• [Task objective]: Count the lines of the records that contain the word "concrete", and give only that number.

• [Task data]:

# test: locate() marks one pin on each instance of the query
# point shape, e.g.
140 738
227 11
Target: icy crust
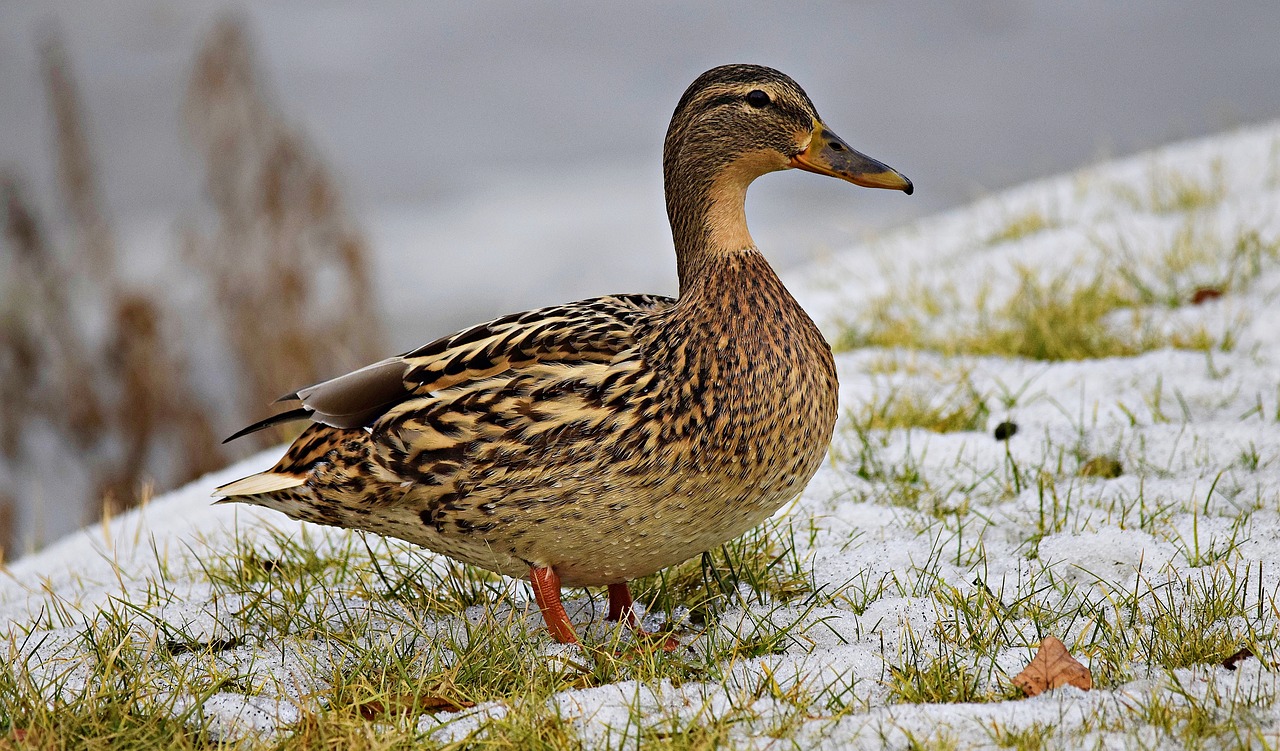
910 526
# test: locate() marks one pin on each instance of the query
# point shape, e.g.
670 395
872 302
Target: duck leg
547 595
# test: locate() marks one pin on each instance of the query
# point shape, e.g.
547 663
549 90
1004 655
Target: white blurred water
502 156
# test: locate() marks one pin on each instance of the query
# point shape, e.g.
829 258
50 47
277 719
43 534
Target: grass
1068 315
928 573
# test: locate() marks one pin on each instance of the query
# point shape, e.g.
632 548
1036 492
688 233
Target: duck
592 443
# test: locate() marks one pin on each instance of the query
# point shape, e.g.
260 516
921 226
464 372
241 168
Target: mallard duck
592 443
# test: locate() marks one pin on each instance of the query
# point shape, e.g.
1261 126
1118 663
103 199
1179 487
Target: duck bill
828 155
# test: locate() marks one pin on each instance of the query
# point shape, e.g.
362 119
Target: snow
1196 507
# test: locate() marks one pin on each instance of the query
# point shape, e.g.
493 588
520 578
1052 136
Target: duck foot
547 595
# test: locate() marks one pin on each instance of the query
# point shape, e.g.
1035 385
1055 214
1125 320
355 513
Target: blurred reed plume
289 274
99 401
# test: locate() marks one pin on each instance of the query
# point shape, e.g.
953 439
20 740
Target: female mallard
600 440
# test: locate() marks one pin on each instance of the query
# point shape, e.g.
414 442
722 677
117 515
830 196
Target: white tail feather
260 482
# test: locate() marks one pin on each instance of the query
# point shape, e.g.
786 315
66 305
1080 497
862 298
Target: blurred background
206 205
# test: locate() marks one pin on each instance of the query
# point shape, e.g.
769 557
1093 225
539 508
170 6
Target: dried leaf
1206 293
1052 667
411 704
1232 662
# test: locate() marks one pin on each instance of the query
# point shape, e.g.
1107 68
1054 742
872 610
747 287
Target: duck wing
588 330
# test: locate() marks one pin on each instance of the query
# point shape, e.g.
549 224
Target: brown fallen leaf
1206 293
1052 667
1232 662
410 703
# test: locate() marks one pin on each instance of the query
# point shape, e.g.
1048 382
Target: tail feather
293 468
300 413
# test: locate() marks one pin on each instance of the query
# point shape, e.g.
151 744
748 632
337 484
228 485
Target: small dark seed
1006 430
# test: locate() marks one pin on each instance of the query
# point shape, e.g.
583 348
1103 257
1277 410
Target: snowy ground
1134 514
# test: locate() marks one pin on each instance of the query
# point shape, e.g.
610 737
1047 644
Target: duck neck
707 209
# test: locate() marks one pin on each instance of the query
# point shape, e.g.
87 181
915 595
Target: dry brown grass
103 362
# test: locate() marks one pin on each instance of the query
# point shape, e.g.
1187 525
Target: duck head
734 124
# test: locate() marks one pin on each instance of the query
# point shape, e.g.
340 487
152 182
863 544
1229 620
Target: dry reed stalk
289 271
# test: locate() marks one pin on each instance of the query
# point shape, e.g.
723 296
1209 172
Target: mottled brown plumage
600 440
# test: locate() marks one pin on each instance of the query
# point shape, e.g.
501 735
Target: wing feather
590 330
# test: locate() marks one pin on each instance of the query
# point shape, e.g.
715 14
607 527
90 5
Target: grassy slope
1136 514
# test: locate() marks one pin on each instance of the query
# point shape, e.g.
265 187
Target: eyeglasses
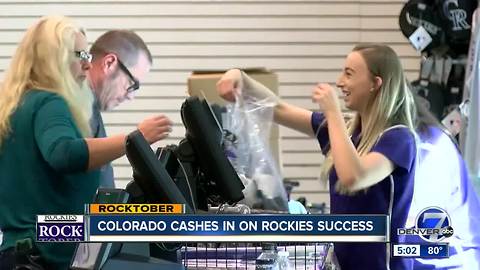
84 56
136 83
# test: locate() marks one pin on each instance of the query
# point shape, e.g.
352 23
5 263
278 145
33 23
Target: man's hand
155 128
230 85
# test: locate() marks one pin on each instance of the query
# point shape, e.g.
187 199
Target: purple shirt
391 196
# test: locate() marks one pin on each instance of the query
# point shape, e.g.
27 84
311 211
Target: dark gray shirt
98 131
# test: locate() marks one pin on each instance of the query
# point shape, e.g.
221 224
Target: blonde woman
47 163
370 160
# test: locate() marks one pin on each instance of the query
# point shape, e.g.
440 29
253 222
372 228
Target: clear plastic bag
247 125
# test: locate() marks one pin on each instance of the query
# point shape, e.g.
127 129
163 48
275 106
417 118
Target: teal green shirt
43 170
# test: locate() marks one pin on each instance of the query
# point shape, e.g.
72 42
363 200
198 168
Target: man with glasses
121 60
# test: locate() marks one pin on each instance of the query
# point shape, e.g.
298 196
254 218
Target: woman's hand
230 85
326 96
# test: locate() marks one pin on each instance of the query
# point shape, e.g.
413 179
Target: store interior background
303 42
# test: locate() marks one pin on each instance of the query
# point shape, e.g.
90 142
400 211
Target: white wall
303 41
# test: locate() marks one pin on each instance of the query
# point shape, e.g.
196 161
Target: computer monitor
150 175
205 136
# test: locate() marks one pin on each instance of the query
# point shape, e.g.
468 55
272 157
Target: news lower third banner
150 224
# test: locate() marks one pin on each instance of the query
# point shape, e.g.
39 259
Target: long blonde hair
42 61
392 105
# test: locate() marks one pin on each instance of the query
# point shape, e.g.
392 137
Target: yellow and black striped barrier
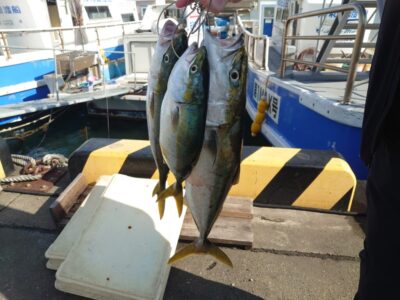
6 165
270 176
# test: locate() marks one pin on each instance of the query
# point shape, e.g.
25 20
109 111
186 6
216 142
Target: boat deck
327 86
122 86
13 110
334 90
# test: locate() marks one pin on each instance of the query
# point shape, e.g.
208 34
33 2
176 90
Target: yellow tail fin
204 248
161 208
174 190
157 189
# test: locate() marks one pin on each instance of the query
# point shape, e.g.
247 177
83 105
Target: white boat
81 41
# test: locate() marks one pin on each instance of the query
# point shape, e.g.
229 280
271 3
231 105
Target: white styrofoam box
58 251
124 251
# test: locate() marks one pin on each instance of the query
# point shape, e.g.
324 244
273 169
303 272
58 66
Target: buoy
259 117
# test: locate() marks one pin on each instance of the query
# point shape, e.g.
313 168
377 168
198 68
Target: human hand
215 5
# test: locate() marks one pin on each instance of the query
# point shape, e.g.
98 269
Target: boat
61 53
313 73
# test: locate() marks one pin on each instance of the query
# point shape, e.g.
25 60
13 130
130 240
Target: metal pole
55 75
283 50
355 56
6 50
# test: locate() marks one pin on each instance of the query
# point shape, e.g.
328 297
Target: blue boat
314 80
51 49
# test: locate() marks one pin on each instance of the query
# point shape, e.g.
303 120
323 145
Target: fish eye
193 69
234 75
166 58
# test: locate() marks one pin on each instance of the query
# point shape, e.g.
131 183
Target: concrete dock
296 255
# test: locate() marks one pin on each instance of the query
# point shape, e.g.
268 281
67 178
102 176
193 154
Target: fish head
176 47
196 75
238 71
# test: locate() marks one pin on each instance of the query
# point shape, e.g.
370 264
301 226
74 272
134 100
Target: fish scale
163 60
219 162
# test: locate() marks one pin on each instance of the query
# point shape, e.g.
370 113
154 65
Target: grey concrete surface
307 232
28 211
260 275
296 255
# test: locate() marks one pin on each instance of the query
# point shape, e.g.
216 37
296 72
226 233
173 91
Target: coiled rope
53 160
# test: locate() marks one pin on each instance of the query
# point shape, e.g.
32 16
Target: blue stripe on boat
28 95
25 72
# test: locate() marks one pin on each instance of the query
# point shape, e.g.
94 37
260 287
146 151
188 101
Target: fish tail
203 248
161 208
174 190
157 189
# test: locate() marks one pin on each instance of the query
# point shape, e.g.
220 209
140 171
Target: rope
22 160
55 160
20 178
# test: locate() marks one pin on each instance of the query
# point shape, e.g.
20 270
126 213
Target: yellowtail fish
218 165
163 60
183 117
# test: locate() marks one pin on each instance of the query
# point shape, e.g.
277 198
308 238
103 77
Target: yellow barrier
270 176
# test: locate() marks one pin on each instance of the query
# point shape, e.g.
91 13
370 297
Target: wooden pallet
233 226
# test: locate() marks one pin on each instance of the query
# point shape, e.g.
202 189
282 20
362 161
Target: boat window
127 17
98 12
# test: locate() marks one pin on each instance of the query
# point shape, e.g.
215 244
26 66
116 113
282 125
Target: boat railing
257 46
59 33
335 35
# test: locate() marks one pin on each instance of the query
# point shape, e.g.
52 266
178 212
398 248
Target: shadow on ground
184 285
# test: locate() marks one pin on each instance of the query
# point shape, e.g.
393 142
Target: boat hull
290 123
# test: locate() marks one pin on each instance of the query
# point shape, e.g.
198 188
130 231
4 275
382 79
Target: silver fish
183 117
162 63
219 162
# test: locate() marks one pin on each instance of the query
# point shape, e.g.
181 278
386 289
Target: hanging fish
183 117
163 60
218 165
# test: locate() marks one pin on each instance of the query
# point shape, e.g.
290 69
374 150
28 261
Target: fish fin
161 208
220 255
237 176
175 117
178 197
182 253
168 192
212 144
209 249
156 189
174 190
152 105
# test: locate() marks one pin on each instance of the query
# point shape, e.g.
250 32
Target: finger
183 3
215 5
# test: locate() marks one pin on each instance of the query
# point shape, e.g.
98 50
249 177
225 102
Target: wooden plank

• [Problem solution]: 2